→ **To do**: Please write out exactly the lines of the data below from the line holding "Query: eiffel tower arch" through the line holding "Place a point on the side", and leave out the rest.

→ **Data records**:
§ §

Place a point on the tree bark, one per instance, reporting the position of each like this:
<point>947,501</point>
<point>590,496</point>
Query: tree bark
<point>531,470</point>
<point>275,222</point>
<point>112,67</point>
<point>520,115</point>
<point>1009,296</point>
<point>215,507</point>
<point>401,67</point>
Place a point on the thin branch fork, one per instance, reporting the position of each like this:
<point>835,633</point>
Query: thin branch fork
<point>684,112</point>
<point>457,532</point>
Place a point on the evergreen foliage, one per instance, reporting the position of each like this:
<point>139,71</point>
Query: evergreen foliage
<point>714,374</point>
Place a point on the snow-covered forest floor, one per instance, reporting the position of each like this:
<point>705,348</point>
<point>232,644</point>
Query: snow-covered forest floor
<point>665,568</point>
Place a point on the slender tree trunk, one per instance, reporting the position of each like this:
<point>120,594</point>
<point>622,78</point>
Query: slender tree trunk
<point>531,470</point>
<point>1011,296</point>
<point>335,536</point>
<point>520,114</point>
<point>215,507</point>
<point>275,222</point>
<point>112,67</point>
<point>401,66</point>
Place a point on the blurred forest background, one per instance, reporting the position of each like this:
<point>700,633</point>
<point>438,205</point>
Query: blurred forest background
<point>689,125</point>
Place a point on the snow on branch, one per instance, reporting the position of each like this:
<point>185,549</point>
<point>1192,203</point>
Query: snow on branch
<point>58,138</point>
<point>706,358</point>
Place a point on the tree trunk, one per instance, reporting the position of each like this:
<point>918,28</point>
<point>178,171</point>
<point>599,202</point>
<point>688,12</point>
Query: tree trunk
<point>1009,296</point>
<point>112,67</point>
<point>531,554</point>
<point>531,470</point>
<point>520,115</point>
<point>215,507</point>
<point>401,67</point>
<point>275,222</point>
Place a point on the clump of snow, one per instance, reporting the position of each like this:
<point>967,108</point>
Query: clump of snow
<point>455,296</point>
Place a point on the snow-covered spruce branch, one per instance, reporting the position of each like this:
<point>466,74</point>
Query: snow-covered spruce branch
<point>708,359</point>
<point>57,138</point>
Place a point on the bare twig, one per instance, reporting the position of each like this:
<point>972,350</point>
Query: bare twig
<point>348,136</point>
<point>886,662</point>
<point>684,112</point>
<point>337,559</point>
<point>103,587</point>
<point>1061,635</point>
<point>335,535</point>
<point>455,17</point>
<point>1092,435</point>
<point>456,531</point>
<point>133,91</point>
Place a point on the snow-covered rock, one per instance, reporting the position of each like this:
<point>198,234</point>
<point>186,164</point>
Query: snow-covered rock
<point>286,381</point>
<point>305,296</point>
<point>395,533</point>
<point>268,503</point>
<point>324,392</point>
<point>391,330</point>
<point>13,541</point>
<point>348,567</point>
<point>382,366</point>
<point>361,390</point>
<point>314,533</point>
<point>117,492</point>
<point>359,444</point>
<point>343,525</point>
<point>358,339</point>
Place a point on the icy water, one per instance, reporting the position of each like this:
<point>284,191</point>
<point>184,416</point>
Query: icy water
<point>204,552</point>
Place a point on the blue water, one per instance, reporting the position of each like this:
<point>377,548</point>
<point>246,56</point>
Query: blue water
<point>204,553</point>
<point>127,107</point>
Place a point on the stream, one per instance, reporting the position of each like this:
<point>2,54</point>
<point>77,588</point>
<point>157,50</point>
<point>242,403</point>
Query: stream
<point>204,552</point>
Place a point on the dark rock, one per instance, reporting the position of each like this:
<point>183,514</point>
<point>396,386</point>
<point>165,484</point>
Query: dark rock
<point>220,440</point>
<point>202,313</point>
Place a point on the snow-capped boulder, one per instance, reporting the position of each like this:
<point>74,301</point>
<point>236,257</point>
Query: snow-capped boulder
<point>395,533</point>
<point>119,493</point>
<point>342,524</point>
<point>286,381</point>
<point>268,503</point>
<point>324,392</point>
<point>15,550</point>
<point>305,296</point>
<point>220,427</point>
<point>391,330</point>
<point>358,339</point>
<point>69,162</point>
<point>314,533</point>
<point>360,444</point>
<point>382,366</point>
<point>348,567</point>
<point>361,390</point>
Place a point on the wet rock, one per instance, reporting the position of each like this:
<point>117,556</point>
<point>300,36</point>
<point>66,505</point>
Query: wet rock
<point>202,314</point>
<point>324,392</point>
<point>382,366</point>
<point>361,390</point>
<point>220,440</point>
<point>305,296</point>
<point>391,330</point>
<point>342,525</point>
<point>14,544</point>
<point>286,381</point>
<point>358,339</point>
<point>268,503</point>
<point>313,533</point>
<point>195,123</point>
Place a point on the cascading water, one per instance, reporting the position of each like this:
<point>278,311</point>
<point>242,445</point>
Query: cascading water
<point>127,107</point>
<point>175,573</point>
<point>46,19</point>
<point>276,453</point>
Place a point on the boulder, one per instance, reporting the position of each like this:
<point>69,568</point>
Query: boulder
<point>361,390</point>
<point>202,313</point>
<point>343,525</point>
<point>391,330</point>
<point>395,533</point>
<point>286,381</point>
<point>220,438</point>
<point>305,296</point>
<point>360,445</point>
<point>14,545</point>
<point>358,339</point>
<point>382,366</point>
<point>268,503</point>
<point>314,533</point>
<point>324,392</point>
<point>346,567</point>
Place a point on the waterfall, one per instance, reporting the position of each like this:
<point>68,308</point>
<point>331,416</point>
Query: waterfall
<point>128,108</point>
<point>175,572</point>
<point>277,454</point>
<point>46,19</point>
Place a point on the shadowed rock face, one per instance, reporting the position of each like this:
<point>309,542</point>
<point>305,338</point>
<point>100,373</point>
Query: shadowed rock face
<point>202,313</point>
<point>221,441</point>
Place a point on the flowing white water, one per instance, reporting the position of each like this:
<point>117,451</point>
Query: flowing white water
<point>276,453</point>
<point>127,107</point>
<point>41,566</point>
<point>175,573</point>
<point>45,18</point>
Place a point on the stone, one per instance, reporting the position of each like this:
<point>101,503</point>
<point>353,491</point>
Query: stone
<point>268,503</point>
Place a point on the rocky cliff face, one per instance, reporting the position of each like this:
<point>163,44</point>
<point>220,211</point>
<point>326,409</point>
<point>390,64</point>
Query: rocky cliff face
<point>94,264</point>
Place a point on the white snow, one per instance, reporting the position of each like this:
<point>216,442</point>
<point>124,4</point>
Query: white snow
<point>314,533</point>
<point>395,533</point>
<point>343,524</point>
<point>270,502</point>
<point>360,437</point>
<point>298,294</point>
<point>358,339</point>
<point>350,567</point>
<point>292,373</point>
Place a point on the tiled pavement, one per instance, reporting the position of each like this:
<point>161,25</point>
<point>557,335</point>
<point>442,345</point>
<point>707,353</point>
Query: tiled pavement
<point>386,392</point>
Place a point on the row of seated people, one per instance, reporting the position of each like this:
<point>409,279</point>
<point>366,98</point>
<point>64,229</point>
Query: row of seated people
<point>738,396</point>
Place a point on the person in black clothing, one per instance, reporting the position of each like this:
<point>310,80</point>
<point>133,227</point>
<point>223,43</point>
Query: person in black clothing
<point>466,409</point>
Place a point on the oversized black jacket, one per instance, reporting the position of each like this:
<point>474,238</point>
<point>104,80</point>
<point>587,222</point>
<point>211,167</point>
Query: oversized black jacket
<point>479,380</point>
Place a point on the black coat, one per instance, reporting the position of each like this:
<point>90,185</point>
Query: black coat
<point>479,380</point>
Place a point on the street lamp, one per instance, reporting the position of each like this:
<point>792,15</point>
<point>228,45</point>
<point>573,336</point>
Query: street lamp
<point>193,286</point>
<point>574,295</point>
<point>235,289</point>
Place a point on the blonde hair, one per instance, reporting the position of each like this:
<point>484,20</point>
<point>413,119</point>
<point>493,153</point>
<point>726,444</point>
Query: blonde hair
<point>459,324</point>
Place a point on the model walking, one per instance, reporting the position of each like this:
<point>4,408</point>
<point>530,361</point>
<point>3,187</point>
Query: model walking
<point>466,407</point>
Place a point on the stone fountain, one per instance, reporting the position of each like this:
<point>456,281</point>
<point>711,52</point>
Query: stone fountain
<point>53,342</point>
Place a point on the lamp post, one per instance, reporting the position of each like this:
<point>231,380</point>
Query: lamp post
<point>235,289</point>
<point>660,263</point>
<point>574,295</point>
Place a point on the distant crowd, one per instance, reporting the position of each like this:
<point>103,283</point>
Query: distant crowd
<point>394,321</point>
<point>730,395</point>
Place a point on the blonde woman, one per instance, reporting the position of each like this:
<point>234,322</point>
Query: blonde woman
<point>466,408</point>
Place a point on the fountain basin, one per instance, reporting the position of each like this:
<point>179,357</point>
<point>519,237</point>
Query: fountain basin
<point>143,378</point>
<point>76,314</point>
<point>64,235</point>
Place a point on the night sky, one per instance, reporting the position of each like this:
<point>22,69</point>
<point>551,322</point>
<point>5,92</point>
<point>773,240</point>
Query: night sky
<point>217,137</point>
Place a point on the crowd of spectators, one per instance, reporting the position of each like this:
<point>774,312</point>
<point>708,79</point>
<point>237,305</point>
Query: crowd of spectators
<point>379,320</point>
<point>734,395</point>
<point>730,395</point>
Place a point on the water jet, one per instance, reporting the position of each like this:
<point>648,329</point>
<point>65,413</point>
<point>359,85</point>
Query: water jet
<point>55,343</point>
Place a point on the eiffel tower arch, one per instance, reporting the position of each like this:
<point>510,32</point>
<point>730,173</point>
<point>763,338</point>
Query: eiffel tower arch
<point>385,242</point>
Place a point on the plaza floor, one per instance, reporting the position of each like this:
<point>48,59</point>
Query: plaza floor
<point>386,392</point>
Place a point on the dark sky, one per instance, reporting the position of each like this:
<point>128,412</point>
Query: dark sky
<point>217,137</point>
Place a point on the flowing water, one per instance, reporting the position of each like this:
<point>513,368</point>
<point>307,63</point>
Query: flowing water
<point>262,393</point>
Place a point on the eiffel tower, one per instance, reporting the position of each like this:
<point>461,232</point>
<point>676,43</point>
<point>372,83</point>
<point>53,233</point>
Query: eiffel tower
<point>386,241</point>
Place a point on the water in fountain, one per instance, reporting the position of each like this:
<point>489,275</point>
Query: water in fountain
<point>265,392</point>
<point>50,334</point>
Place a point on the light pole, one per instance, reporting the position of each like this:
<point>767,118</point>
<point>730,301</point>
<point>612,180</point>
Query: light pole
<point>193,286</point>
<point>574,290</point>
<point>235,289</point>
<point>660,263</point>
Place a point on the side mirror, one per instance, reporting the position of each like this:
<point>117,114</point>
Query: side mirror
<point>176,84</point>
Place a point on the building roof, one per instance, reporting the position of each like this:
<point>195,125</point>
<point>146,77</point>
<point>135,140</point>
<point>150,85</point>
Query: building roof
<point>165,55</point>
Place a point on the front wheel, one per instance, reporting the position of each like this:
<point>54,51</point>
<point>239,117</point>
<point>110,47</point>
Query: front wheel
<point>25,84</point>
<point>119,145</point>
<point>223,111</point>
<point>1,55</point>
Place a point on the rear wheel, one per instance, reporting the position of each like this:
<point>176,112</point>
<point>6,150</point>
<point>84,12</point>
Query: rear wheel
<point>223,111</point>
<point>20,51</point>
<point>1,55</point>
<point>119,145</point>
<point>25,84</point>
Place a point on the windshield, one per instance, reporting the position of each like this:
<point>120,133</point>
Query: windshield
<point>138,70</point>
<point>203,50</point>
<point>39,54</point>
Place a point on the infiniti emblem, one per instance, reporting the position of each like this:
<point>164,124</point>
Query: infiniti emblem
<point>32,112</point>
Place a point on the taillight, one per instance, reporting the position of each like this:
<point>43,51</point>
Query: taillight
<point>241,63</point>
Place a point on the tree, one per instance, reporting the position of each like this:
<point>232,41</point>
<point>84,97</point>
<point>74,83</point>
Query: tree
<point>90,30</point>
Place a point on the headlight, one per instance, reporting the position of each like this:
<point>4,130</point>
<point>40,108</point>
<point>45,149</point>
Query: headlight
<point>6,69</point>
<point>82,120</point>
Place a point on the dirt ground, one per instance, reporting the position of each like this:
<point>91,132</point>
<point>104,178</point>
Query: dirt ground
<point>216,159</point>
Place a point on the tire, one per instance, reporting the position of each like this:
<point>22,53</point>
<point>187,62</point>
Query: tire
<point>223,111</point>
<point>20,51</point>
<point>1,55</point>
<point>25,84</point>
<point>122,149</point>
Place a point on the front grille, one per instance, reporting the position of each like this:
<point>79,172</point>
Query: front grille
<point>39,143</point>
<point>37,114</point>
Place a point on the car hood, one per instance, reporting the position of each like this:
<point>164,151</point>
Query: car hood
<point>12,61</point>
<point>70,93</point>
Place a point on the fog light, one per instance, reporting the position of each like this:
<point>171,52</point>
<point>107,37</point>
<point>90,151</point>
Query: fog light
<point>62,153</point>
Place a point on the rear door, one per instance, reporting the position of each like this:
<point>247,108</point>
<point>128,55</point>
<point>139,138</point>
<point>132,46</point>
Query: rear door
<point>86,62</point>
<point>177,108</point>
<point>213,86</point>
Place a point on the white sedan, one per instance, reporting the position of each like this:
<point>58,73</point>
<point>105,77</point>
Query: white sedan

§ §

→ **Task solution**:
Query: eiffel tower arch
<point>385,242</point>
Place a point on the plaza floor, one per instance, reporting the position of each like this:
<point>48,59</point>
Query: plaza floor
<point>386,392</point>
Place a point on the dark sky, one per instance, reporting the position of each like this:
<point>128,412</point>
Query: dark sky
<point>217,137</point>
Place a point on the flowing water, one per instance, reporting the position of each like this:
<point>513,368</point>
<point>307,63</point>
Query: flowing water
<point>262,393</point>
Place a point on the eiffel tower, one per instance, reporting the position of each like this:
<point>461,232</point>
<point>676,43</point>
<point>372,83</point>
<point>53,233</point>
Query: eiffel tower
<point>386,241</point>
Place a point on the water in fountain, one per instance, reporting the position of each like this:
<point>489,275</point>
Query: water in fountain
<point>265,392</point>
<point>50,334</point>
Place a point on the light pole, one per instance, reporting the position of each like this:
<point>767,118</point>
<point>730,301</point>
<point>612,180</point>
Query: light pole
<point>193,286</point>
<point>574,290</point>
<point>235,289</point>
<point>660,263</point>
Place a point on the side mirror, one per instance, reporting the position of each like this:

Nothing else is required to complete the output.